*SELECTION*
Case ID: md_309/html/0399-01.html
Source: Caselaw Access Project
Author: {"author": "\n      RODOWSKY, Judge.", "license": "Public Domain", "url": "https://static.case.law/"}
Date Created: 2024-08-24T03:29:51.129683

524 A.2d 86
    McLEAN, KOEHLER, SPARKS & HAMMOND v. Howard A. SCHNEPFE et al.
    No. 102,
    Sept. Term, 1986.
    Court of Appeals of Maryland.
    April 22, 1987.
    
      William B. Dulany (Dulany, Parker & Scott, on brief), Westminster, for appellant.
    John H. Zink III (Cynthia M. Hahn and Cook, Howard, Downes & Tracy, on brief), Towson, for appellees.
    Argued before MURPHY, C.J., and ELDRIDGE, COLE, RODOWSKY, COUCH, McAULIFFE and ADKINS, JJ.
   RODOWSKY, Judge.

This appeal in general involves the problem of unfunded retirement benefits. In particular it involves the interpretation of the terms, “any unpaid or accrued expenses,” as used in the voluntary withdrawal provisions of a partnership agreement between certified public accountants. The parties disagree over the applicability of the quoted terms to unfunded obligations to pay, monthly, determinable amounts to retired former partners for ten years after retirement. The trial court, sitting nonjury, concluded that those obligations to retired partners were not “expenses” under the agreement. Before the appeal was heard by the Court of Special Appeals, we granted certiorari on our own motion. For reasons set forth below, we shall affirm.

*INPUT DATA*
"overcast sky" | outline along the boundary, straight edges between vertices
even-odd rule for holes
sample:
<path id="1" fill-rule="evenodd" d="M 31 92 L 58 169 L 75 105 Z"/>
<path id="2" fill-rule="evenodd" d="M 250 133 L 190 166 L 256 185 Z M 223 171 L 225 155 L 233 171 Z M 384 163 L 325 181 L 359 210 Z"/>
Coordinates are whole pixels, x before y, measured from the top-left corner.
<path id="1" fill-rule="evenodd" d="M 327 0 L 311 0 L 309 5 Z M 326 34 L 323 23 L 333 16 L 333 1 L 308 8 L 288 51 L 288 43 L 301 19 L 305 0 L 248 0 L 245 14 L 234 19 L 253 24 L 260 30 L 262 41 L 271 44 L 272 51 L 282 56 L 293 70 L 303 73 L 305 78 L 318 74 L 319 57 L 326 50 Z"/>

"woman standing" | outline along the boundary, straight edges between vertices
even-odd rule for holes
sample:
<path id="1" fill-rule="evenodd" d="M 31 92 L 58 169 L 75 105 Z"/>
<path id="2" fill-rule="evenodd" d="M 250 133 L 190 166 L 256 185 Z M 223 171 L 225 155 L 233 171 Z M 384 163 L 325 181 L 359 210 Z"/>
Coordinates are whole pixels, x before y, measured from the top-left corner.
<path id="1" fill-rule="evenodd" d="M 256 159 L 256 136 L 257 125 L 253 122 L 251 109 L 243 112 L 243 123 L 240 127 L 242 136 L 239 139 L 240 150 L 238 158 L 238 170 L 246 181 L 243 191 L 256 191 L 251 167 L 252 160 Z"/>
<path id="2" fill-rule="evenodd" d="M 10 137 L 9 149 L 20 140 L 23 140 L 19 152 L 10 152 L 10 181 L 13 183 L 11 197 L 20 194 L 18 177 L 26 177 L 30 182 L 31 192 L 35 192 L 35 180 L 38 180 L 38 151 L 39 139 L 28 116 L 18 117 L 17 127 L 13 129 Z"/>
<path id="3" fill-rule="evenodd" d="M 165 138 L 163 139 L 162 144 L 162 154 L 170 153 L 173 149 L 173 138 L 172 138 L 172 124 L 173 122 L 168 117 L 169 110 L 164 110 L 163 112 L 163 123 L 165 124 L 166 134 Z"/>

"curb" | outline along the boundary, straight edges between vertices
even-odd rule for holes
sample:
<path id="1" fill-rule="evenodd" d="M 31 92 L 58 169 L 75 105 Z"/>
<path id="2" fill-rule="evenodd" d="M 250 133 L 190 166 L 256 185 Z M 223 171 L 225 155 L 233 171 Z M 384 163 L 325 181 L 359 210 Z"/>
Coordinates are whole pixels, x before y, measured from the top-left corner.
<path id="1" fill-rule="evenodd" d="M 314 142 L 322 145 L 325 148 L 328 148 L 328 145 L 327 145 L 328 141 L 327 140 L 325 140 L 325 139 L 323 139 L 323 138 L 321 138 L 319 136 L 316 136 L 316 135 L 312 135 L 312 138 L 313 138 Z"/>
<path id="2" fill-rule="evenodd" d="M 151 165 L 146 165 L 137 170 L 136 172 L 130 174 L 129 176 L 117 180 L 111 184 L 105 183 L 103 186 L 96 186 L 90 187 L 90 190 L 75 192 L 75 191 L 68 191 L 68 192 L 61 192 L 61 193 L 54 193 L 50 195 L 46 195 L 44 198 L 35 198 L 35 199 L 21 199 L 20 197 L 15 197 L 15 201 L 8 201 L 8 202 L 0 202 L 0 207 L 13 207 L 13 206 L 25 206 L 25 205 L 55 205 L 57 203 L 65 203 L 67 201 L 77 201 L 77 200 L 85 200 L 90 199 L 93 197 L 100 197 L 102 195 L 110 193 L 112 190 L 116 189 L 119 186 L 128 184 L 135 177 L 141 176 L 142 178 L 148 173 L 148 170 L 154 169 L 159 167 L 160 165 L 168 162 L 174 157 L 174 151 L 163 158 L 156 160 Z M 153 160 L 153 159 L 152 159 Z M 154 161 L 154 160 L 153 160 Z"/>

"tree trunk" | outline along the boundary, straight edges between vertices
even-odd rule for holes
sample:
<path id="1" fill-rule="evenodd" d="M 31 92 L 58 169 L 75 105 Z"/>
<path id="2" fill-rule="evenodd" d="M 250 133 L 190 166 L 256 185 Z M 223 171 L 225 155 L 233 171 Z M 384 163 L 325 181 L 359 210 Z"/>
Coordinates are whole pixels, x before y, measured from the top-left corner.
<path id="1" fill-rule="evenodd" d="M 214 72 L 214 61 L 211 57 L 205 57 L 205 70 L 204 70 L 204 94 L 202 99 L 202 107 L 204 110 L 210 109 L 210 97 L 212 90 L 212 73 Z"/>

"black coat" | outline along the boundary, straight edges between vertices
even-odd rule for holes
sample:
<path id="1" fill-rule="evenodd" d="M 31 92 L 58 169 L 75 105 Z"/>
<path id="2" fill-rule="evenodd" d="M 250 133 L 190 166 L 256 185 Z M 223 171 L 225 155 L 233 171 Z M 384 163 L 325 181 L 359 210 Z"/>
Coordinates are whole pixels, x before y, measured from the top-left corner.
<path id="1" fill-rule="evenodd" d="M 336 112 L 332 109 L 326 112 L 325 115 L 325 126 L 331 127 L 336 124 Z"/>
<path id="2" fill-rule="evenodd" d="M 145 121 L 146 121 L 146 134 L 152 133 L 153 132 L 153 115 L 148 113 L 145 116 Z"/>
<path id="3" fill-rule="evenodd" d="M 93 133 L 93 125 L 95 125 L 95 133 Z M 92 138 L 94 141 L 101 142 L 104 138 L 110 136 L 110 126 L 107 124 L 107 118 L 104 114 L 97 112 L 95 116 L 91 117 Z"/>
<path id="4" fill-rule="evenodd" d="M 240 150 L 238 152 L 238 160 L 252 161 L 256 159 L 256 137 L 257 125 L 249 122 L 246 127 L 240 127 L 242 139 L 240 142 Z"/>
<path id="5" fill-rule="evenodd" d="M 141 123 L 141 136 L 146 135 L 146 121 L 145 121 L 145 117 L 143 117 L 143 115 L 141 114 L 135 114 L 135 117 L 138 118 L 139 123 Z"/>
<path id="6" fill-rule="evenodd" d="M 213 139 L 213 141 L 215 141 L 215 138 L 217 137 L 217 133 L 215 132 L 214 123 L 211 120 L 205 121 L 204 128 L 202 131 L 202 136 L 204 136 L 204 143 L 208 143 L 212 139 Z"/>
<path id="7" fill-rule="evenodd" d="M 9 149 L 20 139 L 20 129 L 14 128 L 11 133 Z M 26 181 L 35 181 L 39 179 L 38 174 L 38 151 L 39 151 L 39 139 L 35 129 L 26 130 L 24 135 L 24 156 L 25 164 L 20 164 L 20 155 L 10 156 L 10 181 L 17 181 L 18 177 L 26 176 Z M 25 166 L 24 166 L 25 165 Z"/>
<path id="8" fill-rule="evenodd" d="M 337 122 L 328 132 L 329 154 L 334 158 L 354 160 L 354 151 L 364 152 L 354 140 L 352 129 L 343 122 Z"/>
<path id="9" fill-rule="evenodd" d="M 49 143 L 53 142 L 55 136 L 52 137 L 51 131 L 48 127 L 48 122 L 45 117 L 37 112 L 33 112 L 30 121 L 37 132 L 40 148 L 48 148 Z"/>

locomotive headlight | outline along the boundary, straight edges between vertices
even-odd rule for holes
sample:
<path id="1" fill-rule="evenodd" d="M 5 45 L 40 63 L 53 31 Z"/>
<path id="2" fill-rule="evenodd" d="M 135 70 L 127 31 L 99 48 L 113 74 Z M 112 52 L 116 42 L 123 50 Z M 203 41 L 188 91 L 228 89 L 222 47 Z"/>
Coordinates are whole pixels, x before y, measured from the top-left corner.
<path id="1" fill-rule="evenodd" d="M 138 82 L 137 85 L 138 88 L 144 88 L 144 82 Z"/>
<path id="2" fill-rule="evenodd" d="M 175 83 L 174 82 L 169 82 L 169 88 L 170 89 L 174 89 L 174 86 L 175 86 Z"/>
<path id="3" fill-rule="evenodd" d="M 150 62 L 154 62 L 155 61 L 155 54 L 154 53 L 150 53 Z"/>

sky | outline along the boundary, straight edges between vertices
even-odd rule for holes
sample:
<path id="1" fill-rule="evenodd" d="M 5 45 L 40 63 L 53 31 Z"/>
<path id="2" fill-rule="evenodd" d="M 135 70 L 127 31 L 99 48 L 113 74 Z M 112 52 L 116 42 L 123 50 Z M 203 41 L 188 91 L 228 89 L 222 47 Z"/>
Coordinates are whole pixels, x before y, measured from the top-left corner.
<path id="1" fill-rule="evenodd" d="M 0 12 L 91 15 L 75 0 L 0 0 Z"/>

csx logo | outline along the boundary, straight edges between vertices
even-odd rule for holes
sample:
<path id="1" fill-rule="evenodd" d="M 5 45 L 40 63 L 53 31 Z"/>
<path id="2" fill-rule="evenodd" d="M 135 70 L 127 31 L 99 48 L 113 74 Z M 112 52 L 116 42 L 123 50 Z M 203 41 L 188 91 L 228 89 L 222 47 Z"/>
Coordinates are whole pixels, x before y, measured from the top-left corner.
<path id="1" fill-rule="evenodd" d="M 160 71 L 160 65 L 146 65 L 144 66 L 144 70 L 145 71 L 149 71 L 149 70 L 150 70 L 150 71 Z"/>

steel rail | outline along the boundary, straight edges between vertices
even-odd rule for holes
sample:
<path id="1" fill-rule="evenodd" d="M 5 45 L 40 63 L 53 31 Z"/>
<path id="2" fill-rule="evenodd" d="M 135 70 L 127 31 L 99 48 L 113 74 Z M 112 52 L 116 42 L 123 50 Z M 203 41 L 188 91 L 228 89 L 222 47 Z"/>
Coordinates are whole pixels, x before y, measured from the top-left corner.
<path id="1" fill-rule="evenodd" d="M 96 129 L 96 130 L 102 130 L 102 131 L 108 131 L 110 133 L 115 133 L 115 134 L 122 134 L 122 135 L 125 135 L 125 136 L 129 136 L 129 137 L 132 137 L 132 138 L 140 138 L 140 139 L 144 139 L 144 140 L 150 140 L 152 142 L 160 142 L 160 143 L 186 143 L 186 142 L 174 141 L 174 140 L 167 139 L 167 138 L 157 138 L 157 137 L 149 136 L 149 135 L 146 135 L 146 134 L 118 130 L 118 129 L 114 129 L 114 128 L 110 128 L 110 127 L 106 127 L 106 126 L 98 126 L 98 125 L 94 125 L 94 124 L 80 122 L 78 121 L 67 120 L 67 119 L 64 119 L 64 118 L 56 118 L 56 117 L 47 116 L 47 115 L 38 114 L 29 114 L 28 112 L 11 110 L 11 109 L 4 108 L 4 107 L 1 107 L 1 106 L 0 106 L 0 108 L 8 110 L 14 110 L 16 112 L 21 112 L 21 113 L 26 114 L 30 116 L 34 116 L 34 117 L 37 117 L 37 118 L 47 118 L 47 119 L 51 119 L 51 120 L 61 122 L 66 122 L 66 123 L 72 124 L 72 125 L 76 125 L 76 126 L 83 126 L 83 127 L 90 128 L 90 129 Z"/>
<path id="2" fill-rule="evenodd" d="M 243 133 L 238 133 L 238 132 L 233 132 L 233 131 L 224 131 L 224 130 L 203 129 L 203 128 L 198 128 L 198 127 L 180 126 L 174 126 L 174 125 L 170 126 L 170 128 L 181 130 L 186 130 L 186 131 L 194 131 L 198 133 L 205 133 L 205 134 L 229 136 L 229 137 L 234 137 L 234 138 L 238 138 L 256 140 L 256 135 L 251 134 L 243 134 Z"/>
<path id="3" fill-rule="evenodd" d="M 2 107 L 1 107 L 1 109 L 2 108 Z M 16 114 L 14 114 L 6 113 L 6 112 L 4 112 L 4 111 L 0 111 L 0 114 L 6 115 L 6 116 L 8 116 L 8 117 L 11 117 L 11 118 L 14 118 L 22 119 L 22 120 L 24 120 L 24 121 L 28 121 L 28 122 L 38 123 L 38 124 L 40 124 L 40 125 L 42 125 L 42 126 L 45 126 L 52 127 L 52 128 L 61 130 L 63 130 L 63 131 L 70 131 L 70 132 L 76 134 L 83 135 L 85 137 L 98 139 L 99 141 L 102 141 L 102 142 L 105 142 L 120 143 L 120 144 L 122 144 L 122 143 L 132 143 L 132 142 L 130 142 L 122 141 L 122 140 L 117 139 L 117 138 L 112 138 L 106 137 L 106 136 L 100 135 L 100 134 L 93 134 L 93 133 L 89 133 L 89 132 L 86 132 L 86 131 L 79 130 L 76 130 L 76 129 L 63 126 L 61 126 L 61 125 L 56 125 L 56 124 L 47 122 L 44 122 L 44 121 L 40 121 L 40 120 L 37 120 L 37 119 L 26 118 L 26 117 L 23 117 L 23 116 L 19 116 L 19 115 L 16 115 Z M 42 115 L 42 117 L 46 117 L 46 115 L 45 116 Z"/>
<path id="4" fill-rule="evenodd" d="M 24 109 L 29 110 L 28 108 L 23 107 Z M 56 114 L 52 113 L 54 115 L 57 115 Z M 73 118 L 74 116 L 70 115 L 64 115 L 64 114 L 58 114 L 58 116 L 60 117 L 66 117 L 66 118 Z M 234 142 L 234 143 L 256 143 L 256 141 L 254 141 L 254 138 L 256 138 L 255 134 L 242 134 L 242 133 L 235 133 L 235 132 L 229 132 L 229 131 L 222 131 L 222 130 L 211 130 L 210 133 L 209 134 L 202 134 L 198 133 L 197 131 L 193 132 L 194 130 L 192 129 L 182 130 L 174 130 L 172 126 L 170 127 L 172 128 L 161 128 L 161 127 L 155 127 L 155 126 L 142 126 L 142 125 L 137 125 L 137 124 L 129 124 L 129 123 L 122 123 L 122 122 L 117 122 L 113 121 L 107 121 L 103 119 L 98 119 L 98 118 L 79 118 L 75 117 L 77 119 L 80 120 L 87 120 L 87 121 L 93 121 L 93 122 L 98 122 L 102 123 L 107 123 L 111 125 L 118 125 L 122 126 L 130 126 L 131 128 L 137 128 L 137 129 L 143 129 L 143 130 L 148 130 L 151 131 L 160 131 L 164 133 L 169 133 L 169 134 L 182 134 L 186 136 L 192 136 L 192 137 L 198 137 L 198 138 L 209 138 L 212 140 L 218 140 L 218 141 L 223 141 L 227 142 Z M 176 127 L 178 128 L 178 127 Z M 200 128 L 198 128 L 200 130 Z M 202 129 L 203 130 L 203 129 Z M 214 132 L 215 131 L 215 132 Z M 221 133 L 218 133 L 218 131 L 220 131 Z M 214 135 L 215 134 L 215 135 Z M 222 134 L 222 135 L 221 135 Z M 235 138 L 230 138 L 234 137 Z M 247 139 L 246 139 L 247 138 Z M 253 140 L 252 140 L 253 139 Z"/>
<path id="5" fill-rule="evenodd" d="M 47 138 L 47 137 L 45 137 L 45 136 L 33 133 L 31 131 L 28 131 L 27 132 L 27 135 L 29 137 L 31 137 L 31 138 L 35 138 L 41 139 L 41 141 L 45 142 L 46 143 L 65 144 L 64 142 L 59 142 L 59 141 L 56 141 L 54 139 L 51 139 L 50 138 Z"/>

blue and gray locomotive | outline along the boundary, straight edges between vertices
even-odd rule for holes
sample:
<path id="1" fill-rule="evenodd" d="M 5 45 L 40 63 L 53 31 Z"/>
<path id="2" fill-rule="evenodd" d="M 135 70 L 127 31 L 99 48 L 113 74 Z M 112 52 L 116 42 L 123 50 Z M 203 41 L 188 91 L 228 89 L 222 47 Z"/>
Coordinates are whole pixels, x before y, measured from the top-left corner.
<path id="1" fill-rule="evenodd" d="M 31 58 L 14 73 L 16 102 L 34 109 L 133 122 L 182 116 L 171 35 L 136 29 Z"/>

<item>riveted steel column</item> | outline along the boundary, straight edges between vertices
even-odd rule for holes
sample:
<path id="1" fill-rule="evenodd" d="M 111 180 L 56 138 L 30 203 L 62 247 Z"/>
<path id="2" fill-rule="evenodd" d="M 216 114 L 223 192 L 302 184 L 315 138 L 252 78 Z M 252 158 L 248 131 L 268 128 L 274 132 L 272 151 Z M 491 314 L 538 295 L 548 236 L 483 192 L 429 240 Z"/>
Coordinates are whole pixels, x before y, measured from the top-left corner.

*PROMPT 1*
Which phrase from the partnership agreement does the court opinion say the parties disagree over?
*PROMPT 2*
In the entries, replace "top-left corner" with "upper-left corner" from their first line through the line containing "327 0 L 311", and give only those lines with nothing else changed.

*RESULT 1*
"any unpaid or accrued expenses"

*RESULT 2*
"overcast sky" | outline along the boundary, straight edges between vertices
even-odd rule for holes
sample:
<path id="1" fill-rule="evenodd" d="M 31 92 L 58 169 L 75 105 Z"/>
<path id="2" fill-rule="evenodd" d="M 250 133 L 190 166 L 256 185 Z M 223 171 L 225 155 L 233 171 Z M 384 163 L 325 181 L 359 210 Z"/>
Coordinates are whole pixels, x before y, measured from the upper-left corner.
<path id="1" fill-rule="evenodd" d="M 327 0 L 311 0 L 309 5 Z M 326 34 L 323 23 L 333 16 L 333 1 L 308 8 L 288 51 L 288 43 L 301 19 L 305 0 L 248 0 L 245 14 L 234 19 L 253 24 L 260 30 L 262 41 L 271 44 L 272 51 L 282 56 L 293 70 L 303 73 L 305 78 L 318 74 L 319 57 L 326 50 Z"/>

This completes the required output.